# [Kısa Görev 1]
Aşağıdaki adaletsizlik konulu alıntıyı baştan sona, hiçbir değişiklik yapmadan yeniden yazın.

Bu ülkenin en büyük sorunu adaletsizliktir…
İnsanlara özellikle de devlet kurumlarında eşit olmayan zihniyettir!
Kiminiz kimseniz yoksa işiniz fenadır…
Ama belli bir çevre sahibiyseniz bir telefonda iş bitirirsiniz!
Devletin her hangi bir kurumu olunca buna kimse şaşmaz ama birinci görevi halkın güvenliğini sağlamak olan bir kurum olunca içinize sindiremezsiniz…
Polis Genel Müdürlüğü’nden bahsediyoruz elbette!
Yıllarını örgüte vermiş kelli felli bir polis komutanı ve oğlundan…
Şimdi buradan polis yetkililerine hemen soralım;
Aşırı alkollü olan bir vatandaş trafik kazası yapıp da insanların canını tehlikeye atarsa bunun cezası nedir?

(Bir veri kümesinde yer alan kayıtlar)
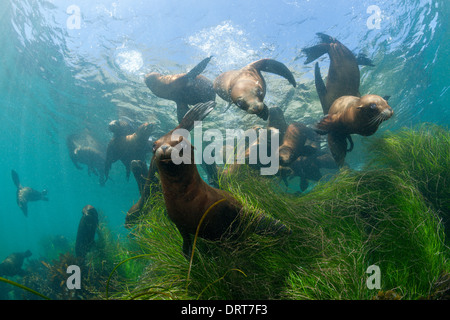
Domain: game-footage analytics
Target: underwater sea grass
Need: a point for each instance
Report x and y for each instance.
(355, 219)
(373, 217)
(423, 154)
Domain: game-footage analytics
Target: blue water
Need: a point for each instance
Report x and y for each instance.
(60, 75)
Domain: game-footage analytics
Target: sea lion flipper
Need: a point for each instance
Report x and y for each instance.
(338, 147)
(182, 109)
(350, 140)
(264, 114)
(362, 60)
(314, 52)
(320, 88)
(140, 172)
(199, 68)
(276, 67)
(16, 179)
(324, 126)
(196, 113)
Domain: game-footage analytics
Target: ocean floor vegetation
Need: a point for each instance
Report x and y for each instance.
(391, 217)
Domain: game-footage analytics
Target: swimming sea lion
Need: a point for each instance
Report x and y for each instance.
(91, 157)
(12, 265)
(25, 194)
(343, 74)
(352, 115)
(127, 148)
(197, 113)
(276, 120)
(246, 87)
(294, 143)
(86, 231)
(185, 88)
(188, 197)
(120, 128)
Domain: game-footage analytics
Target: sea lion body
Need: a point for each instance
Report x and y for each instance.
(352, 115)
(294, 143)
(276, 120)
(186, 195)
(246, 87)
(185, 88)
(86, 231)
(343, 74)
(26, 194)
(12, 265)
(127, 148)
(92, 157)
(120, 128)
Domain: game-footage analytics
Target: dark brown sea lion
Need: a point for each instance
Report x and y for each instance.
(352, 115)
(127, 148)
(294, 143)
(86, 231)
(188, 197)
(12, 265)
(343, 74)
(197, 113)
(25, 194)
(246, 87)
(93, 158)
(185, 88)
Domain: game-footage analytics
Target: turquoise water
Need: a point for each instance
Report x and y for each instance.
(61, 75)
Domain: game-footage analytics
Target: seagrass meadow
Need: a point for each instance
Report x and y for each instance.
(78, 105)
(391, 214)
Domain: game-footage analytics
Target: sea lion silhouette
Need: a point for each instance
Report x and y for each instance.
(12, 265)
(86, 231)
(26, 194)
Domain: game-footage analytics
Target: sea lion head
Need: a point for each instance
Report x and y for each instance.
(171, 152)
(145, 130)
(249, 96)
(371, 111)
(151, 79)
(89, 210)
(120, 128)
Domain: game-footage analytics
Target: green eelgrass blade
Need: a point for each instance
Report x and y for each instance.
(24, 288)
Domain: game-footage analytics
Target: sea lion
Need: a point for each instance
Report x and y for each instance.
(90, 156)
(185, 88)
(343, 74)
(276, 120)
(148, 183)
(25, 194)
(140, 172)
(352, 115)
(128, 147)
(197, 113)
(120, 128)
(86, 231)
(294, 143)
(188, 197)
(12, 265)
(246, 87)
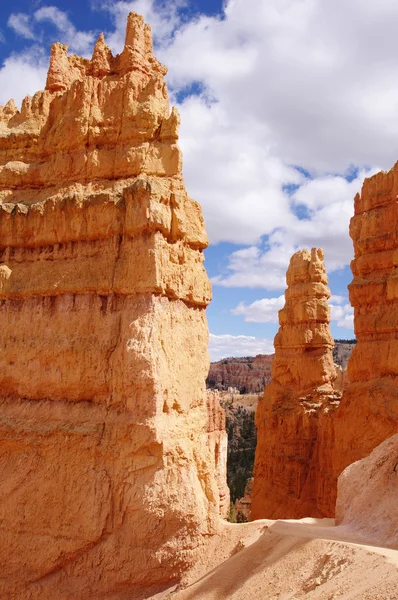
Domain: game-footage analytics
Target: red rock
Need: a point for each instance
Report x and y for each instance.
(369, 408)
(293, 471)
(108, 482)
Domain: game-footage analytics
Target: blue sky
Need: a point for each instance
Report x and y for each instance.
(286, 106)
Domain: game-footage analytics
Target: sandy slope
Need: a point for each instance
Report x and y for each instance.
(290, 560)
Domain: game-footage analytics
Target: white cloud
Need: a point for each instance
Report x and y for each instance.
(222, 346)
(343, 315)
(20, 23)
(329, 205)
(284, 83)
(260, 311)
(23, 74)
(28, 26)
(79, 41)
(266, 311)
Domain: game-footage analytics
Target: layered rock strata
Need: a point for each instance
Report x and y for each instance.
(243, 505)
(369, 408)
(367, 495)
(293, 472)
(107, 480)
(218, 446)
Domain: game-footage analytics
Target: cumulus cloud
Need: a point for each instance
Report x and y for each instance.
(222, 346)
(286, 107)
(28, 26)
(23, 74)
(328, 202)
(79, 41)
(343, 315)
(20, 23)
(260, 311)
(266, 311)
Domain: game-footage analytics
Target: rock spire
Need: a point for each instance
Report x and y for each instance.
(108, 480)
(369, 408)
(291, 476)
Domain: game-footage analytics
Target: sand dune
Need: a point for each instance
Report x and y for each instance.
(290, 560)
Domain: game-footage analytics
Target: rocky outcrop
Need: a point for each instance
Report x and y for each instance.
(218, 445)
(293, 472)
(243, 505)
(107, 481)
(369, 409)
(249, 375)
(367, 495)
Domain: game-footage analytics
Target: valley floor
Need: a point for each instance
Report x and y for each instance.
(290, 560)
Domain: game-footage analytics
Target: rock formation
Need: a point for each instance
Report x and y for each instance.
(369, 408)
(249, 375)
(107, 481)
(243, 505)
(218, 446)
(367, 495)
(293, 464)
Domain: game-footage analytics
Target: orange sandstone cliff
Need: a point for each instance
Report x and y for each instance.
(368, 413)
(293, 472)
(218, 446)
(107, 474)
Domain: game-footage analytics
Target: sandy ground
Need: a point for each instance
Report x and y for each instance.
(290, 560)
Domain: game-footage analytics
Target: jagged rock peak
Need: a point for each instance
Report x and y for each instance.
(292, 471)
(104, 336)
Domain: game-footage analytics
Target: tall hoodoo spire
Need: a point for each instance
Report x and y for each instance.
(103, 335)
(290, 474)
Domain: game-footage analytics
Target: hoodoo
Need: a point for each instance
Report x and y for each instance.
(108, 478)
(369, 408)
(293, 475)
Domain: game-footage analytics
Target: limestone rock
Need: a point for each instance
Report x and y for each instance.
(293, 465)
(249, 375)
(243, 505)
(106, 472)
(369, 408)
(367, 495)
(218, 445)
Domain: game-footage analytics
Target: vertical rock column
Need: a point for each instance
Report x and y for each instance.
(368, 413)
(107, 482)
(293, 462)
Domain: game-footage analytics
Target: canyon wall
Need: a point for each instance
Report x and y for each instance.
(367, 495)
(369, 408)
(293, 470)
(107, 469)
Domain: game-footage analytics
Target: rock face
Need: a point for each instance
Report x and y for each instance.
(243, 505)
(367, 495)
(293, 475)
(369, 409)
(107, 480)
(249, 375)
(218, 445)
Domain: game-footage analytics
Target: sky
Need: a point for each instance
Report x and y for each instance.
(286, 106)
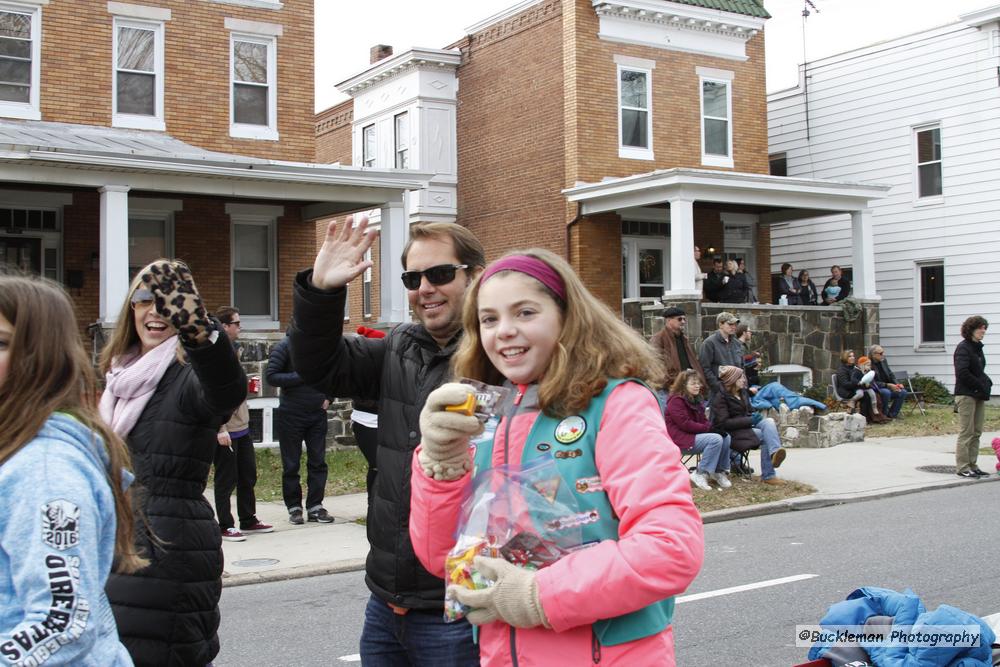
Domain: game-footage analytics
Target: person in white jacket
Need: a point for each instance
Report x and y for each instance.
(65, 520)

# [Kısa Görev 2]
Yukarıdaki listede "floor" dizesini içeren tüm satırları çıkarın. Büyük-küçük harf ayrımı dikkate alınır.

# [Tam Çıktı 1]
Bu ülkenin en büyük sorunu adaletsizliktir…
İnsanlara özellikle de devlet kurumlarında eşit olmayan zihniyettir!
Kiminiz kimseniz yoksa işiniz fenadır…
Ama belli bir çevre sahibiyseniz bir telefonda iş bitirirsiniz!
Devletin her hangi bir kurumu olunca buna kimse şaşmaz ama birinci görevi halkın güvenliğini sağlamak olan bir kurum olunca içinize sindiremezsiniz…
Polis Genel Müdürlüğü’nden bahsediyoruz elbette!
Yıllarını örgüte vermiş kelli felli bir polis komutanı ve oğlundan…
Şimdi buradan polis yetkililerine hemen soralım;
Aşırı alkollü olan bir vatandaş trafik kazası yapıp da insanların canını tehlikeye atarsa bunun cezası nedir?

# [Tam Çıktı 2]
Target: ocean floor vegetation
Target: valley floor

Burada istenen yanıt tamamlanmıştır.